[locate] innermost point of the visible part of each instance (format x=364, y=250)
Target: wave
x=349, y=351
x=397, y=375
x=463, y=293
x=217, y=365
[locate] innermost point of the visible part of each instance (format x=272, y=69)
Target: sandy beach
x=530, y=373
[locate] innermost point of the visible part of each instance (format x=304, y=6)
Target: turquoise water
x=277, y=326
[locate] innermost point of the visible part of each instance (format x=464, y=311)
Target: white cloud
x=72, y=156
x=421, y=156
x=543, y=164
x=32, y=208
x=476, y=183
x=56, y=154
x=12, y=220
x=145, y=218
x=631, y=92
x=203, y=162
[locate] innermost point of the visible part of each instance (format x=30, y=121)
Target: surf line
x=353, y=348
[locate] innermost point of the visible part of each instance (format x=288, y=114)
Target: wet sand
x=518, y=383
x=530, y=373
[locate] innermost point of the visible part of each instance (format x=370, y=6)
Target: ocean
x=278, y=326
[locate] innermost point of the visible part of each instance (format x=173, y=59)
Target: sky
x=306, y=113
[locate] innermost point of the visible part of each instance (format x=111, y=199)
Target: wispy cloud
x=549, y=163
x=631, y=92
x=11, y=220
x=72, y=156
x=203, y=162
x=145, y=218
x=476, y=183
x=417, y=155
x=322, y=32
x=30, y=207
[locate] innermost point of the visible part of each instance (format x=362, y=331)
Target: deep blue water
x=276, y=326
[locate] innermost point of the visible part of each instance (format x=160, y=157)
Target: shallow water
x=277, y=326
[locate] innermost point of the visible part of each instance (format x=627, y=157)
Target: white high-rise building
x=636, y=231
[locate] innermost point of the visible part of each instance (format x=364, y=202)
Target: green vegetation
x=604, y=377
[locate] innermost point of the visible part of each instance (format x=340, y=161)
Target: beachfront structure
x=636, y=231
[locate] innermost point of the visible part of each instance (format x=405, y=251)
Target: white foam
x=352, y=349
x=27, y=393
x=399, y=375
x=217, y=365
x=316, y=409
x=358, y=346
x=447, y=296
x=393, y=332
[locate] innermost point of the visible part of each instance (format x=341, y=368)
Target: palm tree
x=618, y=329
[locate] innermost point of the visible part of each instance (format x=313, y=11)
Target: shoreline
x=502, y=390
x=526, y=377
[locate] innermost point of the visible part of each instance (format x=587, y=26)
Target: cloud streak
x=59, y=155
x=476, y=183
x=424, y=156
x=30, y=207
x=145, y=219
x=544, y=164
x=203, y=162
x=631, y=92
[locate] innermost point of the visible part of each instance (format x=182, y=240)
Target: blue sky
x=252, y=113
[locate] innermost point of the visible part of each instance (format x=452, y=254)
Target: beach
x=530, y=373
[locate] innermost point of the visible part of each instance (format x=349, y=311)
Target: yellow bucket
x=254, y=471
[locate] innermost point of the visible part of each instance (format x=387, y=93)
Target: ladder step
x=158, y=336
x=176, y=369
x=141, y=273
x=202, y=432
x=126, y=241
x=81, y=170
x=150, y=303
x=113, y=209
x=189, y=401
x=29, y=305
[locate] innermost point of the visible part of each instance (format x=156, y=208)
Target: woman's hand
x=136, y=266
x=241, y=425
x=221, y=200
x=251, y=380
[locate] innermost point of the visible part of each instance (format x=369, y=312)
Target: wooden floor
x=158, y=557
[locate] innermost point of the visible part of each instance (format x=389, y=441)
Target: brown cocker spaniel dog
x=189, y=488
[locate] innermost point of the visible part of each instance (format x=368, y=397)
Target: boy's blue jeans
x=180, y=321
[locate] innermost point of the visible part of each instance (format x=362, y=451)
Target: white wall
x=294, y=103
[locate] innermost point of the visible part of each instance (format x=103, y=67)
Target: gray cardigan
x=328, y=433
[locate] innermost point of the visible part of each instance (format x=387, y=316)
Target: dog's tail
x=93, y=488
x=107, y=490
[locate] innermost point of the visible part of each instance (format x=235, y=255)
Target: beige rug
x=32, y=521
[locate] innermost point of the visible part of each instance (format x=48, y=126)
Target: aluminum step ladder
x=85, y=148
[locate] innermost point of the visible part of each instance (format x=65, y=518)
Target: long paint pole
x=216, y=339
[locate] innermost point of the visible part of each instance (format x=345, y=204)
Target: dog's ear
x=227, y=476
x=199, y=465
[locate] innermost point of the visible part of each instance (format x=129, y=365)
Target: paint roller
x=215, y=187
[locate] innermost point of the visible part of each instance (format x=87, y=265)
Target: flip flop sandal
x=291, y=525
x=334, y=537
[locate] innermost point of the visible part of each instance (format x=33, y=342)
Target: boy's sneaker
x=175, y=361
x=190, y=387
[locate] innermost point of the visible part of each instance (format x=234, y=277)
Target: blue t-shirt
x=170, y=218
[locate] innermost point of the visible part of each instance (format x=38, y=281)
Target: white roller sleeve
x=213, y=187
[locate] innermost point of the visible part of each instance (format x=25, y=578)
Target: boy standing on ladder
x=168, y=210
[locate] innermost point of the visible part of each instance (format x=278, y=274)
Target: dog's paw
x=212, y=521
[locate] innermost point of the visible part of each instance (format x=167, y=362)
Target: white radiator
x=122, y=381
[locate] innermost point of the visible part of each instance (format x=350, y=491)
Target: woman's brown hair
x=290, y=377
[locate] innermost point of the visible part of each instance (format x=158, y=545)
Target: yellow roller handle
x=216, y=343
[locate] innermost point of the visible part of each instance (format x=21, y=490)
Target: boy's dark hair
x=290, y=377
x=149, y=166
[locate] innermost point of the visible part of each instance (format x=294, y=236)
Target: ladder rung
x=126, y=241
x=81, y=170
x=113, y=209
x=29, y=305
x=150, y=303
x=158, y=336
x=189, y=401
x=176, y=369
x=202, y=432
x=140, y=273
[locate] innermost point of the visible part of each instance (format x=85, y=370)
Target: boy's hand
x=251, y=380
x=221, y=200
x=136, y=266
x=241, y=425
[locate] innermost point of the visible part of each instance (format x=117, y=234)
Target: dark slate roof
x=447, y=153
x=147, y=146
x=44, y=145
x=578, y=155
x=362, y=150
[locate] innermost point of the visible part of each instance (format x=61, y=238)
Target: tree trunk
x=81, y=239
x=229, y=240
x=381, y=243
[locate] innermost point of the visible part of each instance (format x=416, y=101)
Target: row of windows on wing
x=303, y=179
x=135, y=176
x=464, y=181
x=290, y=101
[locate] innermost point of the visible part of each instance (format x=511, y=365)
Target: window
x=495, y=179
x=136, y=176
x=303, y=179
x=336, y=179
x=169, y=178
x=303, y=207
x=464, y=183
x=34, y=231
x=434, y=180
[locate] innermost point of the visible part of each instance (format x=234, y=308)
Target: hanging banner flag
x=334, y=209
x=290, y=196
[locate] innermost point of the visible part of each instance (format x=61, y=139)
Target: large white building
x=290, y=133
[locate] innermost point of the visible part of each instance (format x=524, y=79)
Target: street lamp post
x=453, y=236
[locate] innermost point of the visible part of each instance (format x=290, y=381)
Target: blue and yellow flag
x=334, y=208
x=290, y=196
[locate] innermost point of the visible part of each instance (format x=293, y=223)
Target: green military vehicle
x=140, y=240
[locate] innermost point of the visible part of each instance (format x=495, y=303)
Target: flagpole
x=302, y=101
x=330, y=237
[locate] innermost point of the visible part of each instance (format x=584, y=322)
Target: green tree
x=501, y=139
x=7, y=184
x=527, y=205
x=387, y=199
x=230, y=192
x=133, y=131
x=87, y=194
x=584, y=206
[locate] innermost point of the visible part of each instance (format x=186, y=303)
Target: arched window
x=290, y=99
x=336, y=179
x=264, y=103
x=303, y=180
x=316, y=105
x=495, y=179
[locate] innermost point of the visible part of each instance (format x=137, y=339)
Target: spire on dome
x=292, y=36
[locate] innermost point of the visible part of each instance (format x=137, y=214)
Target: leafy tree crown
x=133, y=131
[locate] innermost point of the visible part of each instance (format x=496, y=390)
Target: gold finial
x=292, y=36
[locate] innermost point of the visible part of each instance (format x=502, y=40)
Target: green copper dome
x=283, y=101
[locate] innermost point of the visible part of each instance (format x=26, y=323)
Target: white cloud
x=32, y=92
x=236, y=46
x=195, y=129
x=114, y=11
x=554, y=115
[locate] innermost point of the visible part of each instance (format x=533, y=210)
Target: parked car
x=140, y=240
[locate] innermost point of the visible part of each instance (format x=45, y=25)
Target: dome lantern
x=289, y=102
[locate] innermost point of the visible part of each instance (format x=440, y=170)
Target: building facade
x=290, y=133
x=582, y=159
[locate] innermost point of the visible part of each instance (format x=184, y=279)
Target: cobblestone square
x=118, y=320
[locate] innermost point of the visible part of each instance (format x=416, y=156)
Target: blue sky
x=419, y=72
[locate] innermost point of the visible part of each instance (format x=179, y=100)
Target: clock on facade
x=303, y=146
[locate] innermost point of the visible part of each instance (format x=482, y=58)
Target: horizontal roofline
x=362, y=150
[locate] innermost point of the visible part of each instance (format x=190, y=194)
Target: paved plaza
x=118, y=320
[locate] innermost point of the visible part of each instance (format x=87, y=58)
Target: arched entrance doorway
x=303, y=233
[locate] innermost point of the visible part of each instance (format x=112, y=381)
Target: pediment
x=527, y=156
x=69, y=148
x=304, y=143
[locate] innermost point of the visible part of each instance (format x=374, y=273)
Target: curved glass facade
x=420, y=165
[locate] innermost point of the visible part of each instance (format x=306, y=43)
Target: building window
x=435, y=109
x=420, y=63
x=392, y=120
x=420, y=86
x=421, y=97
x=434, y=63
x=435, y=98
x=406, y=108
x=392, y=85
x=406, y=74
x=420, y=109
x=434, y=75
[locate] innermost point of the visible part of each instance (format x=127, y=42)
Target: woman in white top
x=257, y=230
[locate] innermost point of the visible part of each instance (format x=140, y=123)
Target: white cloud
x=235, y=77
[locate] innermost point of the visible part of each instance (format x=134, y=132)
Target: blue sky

* * *

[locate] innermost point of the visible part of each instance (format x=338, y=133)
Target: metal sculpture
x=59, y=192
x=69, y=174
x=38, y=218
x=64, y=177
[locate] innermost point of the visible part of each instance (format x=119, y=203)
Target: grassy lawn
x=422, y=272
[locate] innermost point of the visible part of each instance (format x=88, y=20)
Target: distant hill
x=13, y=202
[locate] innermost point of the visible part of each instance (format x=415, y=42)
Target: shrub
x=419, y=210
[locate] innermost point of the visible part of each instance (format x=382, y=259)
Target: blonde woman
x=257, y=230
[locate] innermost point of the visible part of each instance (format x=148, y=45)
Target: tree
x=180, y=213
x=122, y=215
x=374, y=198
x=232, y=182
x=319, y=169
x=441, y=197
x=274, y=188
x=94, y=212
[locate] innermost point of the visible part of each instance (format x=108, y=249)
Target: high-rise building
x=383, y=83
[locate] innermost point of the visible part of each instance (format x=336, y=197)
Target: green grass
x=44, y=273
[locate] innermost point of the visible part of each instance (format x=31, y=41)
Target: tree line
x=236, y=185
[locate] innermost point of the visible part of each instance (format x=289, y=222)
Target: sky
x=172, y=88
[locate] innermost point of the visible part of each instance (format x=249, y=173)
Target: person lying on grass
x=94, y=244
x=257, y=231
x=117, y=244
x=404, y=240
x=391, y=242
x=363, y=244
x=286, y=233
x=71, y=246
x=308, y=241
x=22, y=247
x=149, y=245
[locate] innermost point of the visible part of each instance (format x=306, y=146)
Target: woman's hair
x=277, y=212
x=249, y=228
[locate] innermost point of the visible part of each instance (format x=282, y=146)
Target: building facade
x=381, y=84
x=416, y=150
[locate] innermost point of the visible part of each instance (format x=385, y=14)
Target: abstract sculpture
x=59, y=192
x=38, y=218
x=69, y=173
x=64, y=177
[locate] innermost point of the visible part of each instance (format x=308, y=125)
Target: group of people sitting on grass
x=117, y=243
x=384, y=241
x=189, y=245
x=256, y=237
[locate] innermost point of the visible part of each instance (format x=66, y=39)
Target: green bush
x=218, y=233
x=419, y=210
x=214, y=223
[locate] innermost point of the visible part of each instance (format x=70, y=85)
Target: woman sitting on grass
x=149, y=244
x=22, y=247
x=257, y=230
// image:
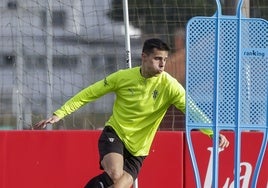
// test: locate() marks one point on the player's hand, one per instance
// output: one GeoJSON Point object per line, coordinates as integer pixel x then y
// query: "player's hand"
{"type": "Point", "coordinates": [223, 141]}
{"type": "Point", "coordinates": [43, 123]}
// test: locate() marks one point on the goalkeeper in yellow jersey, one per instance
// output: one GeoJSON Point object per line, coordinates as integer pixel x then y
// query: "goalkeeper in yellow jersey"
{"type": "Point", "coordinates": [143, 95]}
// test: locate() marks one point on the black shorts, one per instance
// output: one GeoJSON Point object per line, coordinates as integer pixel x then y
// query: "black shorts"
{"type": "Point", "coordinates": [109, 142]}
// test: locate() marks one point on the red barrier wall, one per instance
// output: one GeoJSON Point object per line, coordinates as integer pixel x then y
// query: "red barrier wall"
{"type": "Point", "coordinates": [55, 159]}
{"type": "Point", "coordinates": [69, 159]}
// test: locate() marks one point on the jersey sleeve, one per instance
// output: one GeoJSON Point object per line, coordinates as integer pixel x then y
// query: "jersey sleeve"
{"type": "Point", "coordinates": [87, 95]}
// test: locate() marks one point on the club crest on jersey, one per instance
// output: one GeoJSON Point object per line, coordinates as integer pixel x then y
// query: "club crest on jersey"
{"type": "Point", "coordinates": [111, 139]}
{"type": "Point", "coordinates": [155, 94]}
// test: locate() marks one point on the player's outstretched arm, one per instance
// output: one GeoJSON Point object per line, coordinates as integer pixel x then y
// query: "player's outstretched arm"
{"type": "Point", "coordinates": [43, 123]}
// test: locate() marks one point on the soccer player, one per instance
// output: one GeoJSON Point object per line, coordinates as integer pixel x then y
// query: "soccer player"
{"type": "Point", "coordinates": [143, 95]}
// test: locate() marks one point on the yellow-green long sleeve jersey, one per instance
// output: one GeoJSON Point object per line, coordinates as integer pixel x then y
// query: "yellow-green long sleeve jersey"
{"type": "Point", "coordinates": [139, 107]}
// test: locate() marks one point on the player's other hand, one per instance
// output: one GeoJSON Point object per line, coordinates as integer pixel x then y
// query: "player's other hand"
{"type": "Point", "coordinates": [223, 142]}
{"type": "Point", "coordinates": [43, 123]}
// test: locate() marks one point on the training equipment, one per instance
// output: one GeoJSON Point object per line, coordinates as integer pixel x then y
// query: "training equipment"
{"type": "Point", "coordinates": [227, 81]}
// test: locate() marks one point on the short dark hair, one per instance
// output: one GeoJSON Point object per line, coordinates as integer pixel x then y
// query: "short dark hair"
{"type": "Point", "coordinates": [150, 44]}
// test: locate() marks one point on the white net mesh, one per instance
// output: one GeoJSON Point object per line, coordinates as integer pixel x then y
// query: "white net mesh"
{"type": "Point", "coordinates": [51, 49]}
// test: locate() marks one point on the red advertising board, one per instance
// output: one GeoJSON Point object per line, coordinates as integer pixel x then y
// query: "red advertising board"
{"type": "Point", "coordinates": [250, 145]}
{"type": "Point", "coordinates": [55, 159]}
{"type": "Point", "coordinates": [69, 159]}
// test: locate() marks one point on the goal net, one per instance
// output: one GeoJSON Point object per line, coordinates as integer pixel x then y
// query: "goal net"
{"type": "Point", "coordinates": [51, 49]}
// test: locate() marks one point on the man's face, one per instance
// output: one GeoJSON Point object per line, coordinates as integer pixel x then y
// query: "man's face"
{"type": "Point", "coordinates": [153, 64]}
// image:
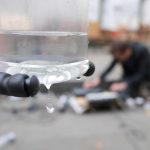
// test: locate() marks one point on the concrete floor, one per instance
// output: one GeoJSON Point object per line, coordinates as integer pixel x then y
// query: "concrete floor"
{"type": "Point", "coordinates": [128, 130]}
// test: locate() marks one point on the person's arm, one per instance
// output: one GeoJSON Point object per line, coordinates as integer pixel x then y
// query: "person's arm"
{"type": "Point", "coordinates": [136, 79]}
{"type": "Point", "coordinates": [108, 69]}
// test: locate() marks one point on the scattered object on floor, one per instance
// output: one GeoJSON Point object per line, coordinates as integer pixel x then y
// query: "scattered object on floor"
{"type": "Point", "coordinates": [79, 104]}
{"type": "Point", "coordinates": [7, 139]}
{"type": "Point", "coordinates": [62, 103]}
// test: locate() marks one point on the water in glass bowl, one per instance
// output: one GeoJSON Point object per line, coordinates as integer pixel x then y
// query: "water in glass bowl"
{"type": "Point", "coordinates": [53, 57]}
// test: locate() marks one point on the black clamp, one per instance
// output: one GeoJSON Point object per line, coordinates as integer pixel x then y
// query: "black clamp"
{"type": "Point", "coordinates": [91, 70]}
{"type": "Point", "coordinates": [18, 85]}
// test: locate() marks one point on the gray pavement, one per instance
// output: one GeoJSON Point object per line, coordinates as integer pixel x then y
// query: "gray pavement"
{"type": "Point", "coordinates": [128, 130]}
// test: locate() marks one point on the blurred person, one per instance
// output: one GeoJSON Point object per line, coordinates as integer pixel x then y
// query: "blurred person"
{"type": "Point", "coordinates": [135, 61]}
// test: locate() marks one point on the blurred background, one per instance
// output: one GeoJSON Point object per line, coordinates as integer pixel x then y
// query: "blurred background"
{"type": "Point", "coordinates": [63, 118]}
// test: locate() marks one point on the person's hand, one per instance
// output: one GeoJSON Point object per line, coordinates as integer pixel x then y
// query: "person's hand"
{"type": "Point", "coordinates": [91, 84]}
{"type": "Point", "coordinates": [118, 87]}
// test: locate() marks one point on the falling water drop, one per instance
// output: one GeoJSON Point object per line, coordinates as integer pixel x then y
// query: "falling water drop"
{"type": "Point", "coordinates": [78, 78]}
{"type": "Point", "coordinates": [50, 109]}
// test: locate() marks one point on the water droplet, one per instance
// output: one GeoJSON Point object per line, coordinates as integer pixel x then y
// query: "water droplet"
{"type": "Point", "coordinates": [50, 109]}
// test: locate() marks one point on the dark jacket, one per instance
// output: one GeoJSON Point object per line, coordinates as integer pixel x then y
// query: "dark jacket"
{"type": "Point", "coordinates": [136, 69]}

...

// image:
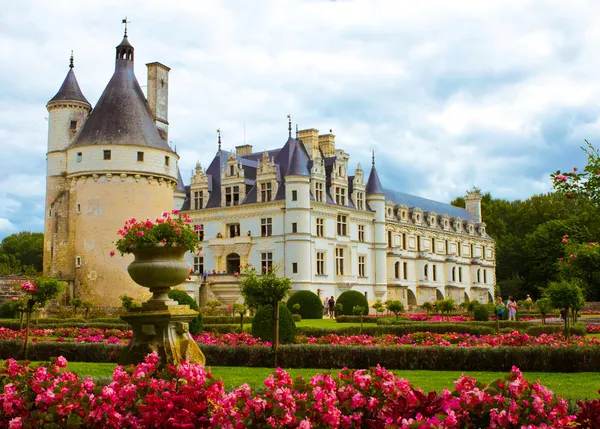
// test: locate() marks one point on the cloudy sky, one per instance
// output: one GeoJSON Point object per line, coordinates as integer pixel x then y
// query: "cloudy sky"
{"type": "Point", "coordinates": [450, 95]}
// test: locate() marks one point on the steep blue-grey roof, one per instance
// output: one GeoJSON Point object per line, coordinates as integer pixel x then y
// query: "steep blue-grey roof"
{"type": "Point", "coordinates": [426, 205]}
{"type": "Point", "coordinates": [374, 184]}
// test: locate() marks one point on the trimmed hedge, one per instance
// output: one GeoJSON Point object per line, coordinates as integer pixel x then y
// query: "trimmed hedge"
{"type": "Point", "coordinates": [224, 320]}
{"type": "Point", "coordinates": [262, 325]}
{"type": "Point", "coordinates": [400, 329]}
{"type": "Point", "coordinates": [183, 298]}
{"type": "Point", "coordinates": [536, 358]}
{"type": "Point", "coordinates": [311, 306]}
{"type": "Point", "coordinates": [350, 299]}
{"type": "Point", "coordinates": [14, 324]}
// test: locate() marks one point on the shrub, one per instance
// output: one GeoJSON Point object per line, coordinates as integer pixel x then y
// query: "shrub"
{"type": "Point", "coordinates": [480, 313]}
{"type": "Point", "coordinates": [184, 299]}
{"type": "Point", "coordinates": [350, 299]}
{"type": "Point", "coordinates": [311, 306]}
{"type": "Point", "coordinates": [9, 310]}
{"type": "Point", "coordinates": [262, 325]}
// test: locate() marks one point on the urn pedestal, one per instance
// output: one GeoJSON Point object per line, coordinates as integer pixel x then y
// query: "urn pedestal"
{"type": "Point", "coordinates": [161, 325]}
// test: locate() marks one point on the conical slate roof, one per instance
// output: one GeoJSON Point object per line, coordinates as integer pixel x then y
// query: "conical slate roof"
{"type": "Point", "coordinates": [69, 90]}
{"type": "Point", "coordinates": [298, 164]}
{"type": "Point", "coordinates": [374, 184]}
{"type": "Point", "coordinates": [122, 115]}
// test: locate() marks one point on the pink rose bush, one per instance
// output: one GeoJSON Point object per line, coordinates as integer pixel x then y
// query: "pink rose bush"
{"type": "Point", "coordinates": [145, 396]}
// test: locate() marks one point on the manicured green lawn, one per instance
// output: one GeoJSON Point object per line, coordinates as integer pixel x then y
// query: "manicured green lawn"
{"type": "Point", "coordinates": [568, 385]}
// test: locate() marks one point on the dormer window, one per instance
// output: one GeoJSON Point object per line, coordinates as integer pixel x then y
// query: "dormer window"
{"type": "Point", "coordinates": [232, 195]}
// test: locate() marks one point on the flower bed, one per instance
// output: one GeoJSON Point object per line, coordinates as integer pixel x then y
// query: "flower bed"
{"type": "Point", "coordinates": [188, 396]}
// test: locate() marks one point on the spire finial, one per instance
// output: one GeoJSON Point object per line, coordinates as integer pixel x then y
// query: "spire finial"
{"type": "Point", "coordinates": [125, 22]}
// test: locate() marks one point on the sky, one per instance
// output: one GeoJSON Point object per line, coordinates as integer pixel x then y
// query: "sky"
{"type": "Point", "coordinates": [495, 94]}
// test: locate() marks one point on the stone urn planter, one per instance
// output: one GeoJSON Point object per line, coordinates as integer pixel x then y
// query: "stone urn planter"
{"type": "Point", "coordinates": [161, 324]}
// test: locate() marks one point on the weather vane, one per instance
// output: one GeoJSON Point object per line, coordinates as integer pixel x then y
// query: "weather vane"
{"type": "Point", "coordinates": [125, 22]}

_TASK DESCRIPTION_.
Reproduce the lines verbatim, beginning with the line that contains "(format x=158, y=545)" and continuing through the line that contains "x=290, y=101", including both of those lines.

_FINISHED TASK_.
[locate] innermost point of the visible part of each instance (format x=158, y=545)
Target: yellow roller handle
x=216, y=343
[locate] innermost point of the visible part of each instance (format x=21, y=490)
Target: boy's dark hair
x=290, y=377
x=149, y=166
[locate] innermost point of the visible part of each instance (format x=294, y=236)
Target: ladder rung
x=126, y=241
x=81, y=170
x=113, y=209
x=29, y=305
x=150, y=303
x=158, y=336
x=189, y=401
x=176, y=369
x=202, y=432
x=140, y=273
[locate] innermost point of the visible part of each instance (format x=85, y=370)
Target: boy's hand
x=251, y=380
x=221, y=200
x=136, y=266
x=241, y=425
[locate] innermost point of the visible part of each instance (format x=117, y=234)
Target: dark slate roof
x=447, y=153
x=147, y=146
x=44, y=145
x=578, y=155
x=362, y=150
[locate] innermost point of the visible part of each instance (format x=61, y=238)
Target: tree trunk
x=81, y=239
x=229, y=240
x=381, y=243
[locate] innermost point of the visible part of each instance (format x=416, y=101)
Target: row of windows on wing
x=303, y=179
x=135, y=176
x=464, y=181
x=290, y=101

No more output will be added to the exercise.